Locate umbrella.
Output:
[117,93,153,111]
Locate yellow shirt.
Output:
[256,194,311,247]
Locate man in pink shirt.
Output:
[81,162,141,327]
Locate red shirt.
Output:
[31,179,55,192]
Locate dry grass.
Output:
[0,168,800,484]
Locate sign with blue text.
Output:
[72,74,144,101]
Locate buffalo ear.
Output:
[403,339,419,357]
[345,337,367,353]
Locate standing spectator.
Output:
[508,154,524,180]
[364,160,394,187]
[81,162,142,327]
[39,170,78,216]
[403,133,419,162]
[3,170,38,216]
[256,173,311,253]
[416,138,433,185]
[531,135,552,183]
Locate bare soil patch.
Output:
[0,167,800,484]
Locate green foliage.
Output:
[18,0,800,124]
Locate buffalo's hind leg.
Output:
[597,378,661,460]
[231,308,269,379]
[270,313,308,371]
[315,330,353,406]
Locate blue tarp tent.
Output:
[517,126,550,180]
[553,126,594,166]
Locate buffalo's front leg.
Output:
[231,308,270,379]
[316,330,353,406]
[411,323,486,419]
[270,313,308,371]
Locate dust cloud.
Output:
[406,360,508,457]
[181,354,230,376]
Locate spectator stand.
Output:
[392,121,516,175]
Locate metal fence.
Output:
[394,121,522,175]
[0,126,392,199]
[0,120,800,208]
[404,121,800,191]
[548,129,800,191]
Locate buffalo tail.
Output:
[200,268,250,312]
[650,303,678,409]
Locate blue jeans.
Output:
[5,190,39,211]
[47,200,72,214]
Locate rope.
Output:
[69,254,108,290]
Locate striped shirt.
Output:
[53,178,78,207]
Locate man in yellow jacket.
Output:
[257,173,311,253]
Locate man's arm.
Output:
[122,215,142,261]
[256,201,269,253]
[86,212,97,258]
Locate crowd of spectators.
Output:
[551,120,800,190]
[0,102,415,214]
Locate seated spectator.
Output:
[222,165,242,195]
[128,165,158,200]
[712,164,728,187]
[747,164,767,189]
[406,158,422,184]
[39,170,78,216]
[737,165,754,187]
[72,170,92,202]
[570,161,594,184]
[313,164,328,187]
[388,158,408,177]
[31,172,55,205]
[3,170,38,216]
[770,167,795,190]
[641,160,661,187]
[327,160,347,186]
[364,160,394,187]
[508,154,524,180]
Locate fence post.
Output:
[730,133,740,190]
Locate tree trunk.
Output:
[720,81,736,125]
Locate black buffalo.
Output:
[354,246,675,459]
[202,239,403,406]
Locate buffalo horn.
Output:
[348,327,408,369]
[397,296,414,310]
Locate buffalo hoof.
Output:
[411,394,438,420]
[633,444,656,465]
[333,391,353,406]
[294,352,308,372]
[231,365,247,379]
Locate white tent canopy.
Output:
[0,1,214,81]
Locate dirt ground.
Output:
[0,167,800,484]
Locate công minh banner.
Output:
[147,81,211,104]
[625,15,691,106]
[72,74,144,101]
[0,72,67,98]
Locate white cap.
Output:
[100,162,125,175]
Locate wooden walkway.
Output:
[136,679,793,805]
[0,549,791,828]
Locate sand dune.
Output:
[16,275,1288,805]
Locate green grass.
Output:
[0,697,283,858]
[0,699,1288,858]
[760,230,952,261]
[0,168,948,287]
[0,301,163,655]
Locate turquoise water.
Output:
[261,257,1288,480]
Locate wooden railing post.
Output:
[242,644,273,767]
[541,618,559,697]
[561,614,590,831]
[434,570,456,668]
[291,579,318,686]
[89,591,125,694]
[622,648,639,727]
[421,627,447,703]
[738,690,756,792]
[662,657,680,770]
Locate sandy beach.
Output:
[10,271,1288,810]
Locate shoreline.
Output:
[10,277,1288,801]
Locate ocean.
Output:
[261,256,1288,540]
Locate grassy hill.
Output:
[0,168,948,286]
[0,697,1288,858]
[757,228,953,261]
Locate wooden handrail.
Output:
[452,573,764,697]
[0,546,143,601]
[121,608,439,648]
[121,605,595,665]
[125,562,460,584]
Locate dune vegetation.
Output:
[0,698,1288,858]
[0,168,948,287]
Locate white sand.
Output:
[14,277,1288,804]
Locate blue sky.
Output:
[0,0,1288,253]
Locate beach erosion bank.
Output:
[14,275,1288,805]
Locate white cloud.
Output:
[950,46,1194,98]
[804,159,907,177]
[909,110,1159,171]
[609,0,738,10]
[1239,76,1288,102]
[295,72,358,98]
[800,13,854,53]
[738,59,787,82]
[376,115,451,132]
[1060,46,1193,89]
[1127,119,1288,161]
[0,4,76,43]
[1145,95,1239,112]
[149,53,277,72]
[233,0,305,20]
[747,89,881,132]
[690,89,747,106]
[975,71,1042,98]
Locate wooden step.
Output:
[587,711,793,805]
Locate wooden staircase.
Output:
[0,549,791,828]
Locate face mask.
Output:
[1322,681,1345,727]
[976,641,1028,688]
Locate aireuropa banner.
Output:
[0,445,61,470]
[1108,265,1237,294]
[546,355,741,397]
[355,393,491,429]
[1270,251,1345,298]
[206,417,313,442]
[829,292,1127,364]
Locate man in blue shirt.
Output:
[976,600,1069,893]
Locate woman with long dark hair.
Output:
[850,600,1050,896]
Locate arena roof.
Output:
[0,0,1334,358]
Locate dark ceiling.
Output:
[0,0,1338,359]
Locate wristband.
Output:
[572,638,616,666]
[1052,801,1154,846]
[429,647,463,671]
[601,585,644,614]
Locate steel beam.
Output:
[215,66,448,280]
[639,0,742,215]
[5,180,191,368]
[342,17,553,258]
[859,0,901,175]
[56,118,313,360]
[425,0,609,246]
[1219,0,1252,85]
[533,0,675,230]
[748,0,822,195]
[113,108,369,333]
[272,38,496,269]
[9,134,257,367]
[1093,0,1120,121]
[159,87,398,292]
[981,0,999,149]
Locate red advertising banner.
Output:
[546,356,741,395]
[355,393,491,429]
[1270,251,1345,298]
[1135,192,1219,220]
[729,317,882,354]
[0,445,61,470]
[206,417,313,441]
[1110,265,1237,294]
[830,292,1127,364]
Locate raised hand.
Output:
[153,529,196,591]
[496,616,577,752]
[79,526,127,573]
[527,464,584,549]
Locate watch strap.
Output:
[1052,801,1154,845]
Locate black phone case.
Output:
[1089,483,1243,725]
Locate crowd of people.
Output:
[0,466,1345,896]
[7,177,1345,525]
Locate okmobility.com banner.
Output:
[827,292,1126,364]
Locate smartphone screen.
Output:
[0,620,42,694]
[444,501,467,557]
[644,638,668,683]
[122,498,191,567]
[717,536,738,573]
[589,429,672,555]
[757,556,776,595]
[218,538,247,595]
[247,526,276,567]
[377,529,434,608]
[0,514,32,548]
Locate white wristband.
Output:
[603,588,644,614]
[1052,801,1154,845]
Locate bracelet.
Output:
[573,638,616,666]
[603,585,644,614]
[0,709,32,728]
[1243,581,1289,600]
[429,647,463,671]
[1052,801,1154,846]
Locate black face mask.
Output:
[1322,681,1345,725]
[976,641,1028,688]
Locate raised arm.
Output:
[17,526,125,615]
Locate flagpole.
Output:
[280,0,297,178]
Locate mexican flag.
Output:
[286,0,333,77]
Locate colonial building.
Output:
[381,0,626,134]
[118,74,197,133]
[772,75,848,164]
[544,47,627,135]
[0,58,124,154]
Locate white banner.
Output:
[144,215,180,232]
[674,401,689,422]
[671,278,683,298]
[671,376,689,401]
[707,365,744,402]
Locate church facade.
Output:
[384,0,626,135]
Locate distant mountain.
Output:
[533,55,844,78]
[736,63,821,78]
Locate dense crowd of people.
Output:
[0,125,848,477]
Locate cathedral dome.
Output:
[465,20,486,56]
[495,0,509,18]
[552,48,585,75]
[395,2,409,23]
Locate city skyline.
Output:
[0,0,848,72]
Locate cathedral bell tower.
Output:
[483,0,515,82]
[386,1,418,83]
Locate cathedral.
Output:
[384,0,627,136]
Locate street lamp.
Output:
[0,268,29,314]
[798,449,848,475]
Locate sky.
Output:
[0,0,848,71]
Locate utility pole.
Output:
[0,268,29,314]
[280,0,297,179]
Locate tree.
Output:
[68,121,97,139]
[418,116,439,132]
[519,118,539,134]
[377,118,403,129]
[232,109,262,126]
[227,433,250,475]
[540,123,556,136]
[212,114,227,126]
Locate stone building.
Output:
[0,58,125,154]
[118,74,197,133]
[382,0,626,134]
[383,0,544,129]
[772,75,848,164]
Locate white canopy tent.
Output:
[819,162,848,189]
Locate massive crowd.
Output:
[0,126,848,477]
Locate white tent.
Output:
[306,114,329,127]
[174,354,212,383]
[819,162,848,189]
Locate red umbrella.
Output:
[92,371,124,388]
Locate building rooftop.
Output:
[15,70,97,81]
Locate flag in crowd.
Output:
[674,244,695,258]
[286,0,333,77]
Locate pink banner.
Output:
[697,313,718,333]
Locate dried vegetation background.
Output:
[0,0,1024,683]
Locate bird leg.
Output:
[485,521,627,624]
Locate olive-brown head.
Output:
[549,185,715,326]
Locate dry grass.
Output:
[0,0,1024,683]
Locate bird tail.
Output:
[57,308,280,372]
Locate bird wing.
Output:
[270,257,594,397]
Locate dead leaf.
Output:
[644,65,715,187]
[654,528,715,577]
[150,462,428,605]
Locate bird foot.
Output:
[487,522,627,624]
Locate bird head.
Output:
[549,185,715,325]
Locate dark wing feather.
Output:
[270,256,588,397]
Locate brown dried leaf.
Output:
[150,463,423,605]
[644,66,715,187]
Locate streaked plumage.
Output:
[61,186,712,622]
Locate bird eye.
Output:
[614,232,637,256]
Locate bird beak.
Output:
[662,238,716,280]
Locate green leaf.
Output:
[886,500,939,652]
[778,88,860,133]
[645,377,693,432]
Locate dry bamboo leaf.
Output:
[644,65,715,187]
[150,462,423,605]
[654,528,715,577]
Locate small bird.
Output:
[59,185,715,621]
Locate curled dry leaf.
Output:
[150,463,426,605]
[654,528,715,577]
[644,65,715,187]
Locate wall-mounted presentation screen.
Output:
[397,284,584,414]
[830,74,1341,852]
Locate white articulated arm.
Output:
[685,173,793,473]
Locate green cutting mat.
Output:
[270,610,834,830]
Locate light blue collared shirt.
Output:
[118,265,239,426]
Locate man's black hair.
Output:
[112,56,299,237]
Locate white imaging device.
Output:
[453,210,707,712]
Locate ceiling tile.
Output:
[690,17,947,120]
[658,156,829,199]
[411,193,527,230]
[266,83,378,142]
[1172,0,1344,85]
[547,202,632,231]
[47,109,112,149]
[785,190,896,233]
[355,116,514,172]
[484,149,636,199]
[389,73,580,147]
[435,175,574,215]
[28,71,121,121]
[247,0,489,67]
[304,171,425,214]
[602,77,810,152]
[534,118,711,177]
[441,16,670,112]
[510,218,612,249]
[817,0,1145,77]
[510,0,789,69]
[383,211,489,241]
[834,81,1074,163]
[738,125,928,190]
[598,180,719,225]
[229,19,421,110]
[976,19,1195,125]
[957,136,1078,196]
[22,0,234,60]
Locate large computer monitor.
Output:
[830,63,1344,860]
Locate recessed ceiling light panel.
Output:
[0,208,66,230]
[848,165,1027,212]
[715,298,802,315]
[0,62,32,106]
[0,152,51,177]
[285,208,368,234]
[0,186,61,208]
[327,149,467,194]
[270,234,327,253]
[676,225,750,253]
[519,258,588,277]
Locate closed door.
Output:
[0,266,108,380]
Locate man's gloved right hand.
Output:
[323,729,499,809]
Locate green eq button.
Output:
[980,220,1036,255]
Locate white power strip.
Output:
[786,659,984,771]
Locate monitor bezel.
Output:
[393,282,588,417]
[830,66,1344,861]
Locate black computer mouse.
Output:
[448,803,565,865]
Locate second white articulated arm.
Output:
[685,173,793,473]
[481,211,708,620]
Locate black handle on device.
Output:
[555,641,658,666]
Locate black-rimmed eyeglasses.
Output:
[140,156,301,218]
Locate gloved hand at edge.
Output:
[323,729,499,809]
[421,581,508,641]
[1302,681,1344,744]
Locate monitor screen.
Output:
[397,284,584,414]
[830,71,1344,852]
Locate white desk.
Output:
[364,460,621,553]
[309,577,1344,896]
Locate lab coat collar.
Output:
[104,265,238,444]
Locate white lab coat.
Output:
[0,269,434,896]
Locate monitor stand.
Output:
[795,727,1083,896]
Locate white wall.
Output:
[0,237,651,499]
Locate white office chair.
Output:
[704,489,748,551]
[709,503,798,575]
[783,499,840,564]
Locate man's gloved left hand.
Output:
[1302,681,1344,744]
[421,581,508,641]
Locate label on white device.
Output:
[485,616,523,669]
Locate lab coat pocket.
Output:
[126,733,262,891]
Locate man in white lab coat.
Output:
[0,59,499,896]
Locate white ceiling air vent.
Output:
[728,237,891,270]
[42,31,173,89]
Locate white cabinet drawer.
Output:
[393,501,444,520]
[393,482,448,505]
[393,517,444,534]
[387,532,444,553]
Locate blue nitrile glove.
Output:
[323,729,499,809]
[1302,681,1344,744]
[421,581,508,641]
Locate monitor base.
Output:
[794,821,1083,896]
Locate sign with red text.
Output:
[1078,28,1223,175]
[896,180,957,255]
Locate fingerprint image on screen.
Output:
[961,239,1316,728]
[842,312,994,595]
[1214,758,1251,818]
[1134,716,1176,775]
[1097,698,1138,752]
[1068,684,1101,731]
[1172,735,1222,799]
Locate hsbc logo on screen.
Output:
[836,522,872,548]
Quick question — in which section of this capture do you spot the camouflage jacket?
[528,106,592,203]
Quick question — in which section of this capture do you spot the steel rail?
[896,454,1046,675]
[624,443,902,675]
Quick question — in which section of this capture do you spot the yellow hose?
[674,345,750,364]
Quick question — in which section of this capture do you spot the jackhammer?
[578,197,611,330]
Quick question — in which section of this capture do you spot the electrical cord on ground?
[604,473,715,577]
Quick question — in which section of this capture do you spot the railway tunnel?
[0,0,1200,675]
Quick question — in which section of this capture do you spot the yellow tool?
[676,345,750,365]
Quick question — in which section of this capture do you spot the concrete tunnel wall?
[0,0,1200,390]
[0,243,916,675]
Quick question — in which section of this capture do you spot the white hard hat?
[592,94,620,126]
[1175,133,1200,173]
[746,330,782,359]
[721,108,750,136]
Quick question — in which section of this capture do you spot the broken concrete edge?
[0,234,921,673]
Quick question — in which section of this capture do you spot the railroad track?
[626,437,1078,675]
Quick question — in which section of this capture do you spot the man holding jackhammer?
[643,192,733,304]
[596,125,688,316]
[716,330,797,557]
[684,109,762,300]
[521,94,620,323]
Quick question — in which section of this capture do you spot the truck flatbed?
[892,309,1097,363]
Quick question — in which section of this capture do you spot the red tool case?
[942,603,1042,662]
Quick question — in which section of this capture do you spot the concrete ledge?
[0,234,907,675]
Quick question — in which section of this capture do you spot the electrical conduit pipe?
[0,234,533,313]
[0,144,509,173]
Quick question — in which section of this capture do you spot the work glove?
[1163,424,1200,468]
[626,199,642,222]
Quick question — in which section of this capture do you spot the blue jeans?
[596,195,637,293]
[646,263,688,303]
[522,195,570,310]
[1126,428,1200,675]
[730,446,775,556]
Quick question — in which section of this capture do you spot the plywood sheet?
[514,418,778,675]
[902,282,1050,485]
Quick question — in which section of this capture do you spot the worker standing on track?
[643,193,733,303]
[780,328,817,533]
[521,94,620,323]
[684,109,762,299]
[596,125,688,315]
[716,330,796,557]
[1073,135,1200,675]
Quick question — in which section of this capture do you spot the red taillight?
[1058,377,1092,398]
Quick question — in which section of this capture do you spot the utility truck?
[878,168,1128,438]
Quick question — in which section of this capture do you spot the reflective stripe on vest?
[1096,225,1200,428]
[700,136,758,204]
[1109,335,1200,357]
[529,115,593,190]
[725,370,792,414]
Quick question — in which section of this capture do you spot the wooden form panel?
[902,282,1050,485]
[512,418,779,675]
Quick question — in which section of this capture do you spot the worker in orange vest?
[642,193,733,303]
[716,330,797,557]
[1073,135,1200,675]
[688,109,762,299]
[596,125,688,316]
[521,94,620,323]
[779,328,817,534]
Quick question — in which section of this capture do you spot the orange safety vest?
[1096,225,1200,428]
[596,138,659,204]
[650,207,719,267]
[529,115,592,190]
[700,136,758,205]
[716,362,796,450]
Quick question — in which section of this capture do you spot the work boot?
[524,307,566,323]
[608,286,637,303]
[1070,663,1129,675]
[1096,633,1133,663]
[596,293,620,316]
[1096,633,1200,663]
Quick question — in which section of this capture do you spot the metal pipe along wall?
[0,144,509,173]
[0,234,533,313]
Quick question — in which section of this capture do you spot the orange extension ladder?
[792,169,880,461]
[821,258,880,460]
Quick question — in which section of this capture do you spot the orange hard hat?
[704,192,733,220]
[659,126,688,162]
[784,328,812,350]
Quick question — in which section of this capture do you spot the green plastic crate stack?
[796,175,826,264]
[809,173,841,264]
━━━━━━
Short problem = Lay out the material from the line containing "Locate white wall." through the line containing "[896,180,957,255]" as a Markdown table with the columns Row and Entry, numbering each row and omitting any blank lines.

Right answer =
| Row | Entry |
|---|---|
| 1 | Locate white wall. |
| 2 | Output: |
| 3 | [0,237,651,499] |
| 4 | Locate white office chair. |
| 5 | Output: |
| 6 | [704,489,748,551] |
| 7 | [709,503,798,575] |
| 8 | [783,499,840,564] |
| 9 | Locate man's gloved left hand. |
| 10 | Output: |
| 11 | [1302,681,1344,744] |
| 12 | [421,581,508,641] |
| 13 | Locate label on white device. |
| 14 | Output: |
| 15 | [485,616,523,669] |
| 16 | Locate lab coat pocket. |
| 17 | Output: |
| 18 | [126,733,262,891] |
| 19 | Locate man in white lab coat. |
| 20 | Output: |
| 21 | [0,59,499,896] |
| 22 | Locate white ceiling air vent. |
| 23 | Output: |
| 24 | [728,237,891,270] |
| 25 | [42,31,173,89] |
| 26 | Locate white cabinet drawer. |
| 27 | Output: |
| 28 | [393,501,444,520] |
| 29 | [393,482,448,505] |
| 30 | [393,517,444,534] |
| 31 | [387,532,444,553] |
| 32 | Locate blue nitrile glove. |
| 33 | Output: |
| 34 | [323,729,499,809] |
| 35 | [1302,681,1344,744] |
| 36 | [421,581,508,641] |
| 37 | Locate monitor base. |
| 38 | Output: |
| 39 | [794,821,1083,896] |
| 40 | Locate sign with red text. |
| 41 | Output: |
| 42 | [1078,28,1223,175] |
| 43 | [896,180,957,255] |